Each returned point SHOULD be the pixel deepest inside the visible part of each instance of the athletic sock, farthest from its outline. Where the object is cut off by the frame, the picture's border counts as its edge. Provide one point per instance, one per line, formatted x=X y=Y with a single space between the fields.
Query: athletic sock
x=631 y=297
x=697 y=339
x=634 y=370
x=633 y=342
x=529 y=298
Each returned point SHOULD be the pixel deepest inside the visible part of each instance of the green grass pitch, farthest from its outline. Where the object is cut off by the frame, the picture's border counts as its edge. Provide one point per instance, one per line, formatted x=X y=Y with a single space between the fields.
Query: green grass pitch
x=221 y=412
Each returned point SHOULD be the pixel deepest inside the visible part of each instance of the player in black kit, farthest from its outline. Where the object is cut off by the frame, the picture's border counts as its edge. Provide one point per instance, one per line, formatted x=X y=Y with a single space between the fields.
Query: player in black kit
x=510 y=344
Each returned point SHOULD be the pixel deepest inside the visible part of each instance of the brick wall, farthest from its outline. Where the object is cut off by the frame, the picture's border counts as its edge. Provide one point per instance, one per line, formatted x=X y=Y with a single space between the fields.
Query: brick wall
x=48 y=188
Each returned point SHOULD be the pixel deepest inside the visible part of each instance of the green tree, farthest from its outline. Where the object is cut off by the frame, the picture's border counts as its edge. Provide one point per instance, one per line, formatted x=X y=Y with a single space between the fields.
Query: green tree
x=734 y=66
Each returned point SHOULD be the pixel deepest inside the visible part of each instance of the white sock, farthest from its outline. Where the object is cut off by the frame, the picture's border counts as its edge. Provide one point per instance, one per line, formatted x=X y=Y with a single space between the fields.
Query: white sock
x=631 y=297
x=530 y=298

============================================================

**The exercise**
Convert every one of the entries above into a two-column CSV with the header text,answer and one row per entry. Put the entry's text in the text column and its answer in the answer column, enclose each field in double quotes, and replace line breaks with spaces.

**Solution for this task**
text,answer
"Each returned point SHOULD be the pixel deepest inside the visible part of each instance of the athletic sock, farthest from its outline. Where the object is cut off by the frame, the picture's border counts as its edge. Provide one point per instance, one per line, formatted x=X y=Y with a single space between the fields. Query: athletic sock","x=631 y=297 x=697 y=339 x=634 y=370 x=633 y=342 x=529 y=298"
"Each returned point SHOULD be the pixel deepest inside the visible part of each instance of the green grass pitch, farthest from its outline. Where the object is cut off by the frame, the picture's border counts as its edge. Provide one point per instance, one per line, formatted x=X y=Y with a single space between the fields. Query: green grass pitch","x=221 y=412"
"Each returned point SHOULD be the pixel deepest inside the visible part of each instance of the player in black kit, farthest from its outline. Where the object is cut off by the frame, the picture's border counts as its edge. Provide one point per instance, one per line, formatted x=X y=Y with a single space between the fields. Query: player in black kit","x=510 y=344"
"Each returned point SHOULD be the pixel deepest inside the visible part of each instance of the brick wall, farthest from its outline. Where the object is cut off by the frame, the picture's border counts as its edge. Provide one point per instance, one per line, formatted x=X y=Y with a single space between the fields. Query: brick wall","x=48 y=188"
"Each returned point SHOULD be the pixel deepest inside the visible part of each instance of the green tree, farthest from its outline. Where the object is cut off by the frame, the picture's border counts as its edge. Provide one point per instance, one per line, formatted x=X y=Y with a single space between the fields. Query: green tree","x=734 y=66"
"Each returned point SHOULD be the pixel deepest inside the visible part of each instance of the white sock, farthest from its outline. Where the object is cut off by the frame, the picture's border counts as its edge. Provide one point per instance, one per line, formatted x=X y=Y with a single space between the fields. Query: white sock","x=631 y=297 x=530 y=298"